-- Task statement --
Revise the records below by replacing "keypoint" with "marker" at every occurrence, leaving all other text unchanged.

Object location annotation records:
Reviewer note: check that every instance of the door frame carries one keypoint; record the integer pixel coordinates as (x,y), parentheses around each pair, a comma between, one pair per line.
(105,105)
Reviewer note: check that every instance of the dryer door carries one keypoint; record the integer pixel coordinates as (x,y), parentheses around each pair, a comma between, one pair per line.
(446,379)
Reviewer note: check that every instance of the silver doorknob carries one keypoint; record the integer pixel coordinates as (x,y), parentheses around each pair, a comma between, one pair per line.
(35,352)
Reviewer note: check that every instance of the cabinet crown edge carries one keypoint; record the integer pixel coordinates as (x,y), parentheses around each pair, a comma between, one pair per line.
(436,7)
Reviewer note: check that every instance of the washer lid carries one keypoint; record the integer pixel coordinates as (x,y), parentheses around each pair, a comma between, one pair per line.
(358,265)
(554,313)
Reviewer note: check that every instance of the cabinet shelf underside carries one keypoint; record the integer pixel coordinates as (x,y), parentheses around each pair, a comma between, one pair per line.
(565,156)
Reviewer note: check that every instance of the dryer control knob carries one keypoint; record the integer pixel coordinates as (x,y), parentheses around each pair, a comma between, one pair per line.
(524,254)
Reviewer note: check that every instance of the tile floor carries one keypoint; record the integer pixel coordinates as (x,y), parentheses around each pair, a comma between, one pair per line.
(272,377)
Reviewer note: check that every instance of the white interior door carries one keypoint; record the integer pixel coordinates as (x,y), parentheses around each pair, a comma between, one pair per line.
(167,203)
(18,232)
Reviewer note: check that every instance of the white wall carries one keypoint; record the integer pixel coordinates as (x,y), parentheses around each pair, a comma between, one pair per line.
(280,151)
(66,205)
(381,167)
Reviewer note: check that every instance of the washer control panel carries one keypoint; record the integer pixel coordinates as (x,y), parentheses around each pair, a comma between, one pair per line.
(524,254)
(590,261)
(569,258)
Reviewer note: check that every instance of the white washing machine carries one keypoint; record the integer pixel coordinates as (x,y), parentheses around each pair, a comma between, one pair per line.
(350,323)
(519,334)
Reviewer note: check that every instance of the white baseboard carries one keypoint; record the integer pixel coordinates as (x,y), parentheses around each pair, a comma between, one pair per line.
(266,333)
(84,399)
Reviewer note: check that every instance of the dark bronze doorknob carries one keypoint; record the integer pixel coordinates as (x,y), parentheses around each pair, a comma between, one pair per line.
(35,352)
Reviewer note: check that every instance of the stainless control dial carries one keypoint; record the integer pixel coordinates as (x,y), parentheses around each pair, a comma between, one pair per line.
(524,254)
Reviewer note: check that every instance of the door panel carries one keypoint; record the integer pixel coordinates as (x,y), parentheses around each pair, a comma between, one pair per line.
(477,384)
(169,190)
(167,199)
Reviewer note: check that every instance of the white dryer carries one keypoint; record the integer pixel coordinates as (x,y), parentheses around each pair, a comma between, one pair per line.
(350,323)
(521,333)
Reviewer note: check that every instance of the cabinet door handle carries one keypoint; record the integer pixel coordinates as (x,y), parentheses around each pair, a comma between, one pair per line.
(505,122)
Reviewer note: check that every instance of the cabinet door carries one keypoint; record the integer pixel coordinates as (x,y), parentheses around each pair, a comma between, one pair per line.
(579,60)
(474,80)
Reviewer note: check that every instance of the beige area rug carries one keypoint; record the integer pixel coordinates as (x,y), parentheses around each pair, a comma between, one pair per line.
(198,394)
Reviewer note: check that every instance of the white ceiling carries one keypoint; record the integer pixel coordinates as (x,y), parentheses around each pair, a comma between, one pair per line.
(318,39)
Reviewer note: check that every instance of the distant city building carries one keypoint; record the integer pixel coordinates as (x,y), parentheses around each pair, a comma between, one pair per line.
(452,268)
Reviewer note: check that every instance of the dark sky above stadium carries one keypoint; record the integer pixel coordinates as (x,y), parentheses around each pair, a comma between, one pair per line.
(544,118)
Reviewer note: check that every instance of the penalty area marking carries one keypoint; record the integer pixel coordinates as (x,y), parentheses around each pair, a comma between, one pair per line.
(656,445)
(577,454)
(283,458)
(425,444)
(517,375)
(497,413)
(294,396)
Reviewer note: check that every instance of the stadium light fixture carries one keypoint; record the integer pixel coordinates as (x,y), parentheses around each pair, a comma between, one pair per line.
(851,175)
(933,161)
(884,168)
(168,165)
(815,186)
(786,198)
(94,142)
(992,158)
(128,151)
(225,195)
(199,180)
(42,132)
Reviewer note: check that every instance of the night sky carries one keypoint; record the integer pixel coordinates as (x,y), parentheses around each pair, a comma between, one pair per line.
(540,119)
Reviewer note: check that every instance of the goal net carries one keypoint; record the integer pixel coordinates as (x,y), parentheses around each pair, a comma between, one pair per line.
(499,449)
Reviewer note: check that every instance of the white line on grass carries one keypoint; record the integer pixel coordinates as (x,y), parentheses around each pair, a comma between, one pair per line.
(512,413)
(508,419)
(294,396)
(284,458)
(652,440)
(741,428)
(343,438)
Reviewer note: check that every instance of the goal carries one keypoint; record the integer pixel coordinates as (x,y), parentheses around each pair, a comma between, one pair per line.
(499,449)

-- Solution below --
Reviewer note: check that every instance of the door frame carries one marker; record the integer pixel coordinates as (x,y), parentheses around each pair, a comma between, one pair per line.
(105,105)
Reviewer note: check that every instance of the dryer door carries one marker; record the integer pixel coordinates as (x,y), parentheses around each pair, a comma between, one pair per line.
(446,379)
Reviewer note: check that every instance of the silver doorknob carries one marker; record the integer pixel coordinates as (x,y), parentheses around each pair, a comma between, one pair per line.
(35,352)
Reviewer note: check that every instance of the cabinet crown edge carries one marker; record the integer pixel coordinates as (x,y), parentheses around each pair, a comma between, one pair per line.
(436,7)
Reviewer note: check that every instance of the washer lid carries one marker; record the integer pixel coordinates as (x,y), parentheses around each pair, a comma between, one pair per line.
(358,265)
(554,313)
Reviewer note: check that every instance of the cabinet shelf underside carries one marker; record the integer pixel coordinates as (x,y), parentheses around each pair, a comma between, one pair per line.
(565,156)
Reviewer note: check that every instance of the dryer control knob carries one marker; record the integer pixel coordinates as (x,y), parentheses around each pair, a comma between, one pair per line.
(524,254)
Reviewer note: check that every instance of the tile floor carries one marker; record the integer pixel coordinates as (x,y), parentheses around each pair, a comma between, one pair per line.
(272,377)
Reviewer note: check that every instance of the white interior door carries one marker; record the integer pixel coordinates as (x,y), parentheses around each pair, a comma between, one pair per line.
(167,203)
(18,232)
Reviewer note: check that every instance of the white wall carries one marker; record the integer pixel coordinates as (x,y), parentheses around each pair, a comma between, one pair per line.
(280,151)
(66,205)
(381,167)
Reviewer note: check that every instance of the washer control panel carries one marker; record the integer pixel coordinates as (x,y), parentheses around each pair, a comma between, one pair per line.
(524,254)
(590,261)
(569,258)
Reviewer note: check that every instance of the white washing machine carries one marker; record the integer pixel coordinates as (x,y), parentheses around each pair, a comma between, one pair per line.
(350,323)
(519,334)
Reviewer note: check that every instance of the white baseboard carries one marker; record the integer pixel coordinates as (x,y), parentheses around each pair, a comma between, one pair per line.
(266,333)
(84,399)
Reviewer note: check that every instance of the dark bronze doorknob carries one marker; record the integer pixel coordinates as (x,y), parentheses around each pair, a comma between, one pair per line.
(35,352)
Reviewer note: check that every instance of the stainless control dial carries one marker; record the integer pixel coordinates as (x,y), parentheses around each pair, a comma between, one pair per line.
(524,254)
Reviewer note: check that every instance of the door panel carries one marker; record the integer pixel coordinates as (x,y), parentheses around each pair, a comma between, one pair per line.
(477,384)
(169,190)
(167,199)
Reviewer note: check that every instance of the white dryer carries one marker; record the integer pixel coordinates as (x,y), parentheses around each pair, a comma between, one pair per line.
(350,323)
(521,333)
Reviewer note: check that every instance of the cabinet door handle carries one marker; record the integer pixel coordinates as (x,y), parentheses around each pair, a comma between, one pair per line.
(505,122)
Reviewer note: check that every instance of the cabinet door carries one marker; record the integer pixel coordinates as (x,y), parentheses around each pair, a comma between, one pair per line.
(579,60)
(474,80)
Reviewer note: check that every instance of the beige area rug carries one marker; record the integer pixel coordinates as (x,y), parentheses around each pair, a comma between, one pair per line.
(198,394)
Reviewer note: check that every instance of the white ceiling carries one marker; record the integer pixel coordinates as (x,y), parentheses around each pair, a comma between, one pair per line.
(318,39)
Reviewer note: check that every instance of the distant city building carries one marker; record the integer pixel coordinates as (x,y), parentheses around each pair, a comma between, one pair per line.
(452,268)
Reviewer note: check that every instance of the dark sky above stadium carries one marker; record the integer pixel coordinates as (x,y), parentheses around each pair, a comma between, one pair per line.
(544,118)
Reviewer note: check that every instance of the penalty area marking carries one marker; record the integer pixel coordinates as (x,y), parentheses around each pair, a comma between, one pair per line.
(656,445)
(577,454)
(283,458)
(425,444)
(517,375)
(497,413)
(294,396)
Reviewer note: check that every instance of the stadium light fixture carries one marker; record the integer pixel coordinates as (x,y), parentheses around each pair, a comma between, one pair per line.
(851,175)
(933,161)
(884,168)
(168,165)
(815,186)
(786,198)
(94,142)
(992,158)
(128,151)
(225,195)
(199,180)
(42,132)
Reviewer note: check that every instance of the night sky carries one marker; record the integer pixel coordinates as (x,y), parentheses around each pair, a comma between, one pair per line.
(540,119)
Reviewer note: check that every instance of the goal net carries one marker; record the integer pixel coordinates as (x,y), parentheses around each pair, a comma between, one pair per line.
(499,449)
Reviewer note: check that every instance of the white line on grass carries one marker; record the integer pixel coordinates as (x,y), parentheses around each pair, a comma between, one pair per line.
(512,413)
(508,419)
(294,396)
(284,458)
(652,440)
(741,428)
(343,438)
Reviewer note: check that every instance of the goal carries one marker; record the integer pixel coordinates as (x,y), parentheses around each pair, a comma between, one pair per line.
(499,449)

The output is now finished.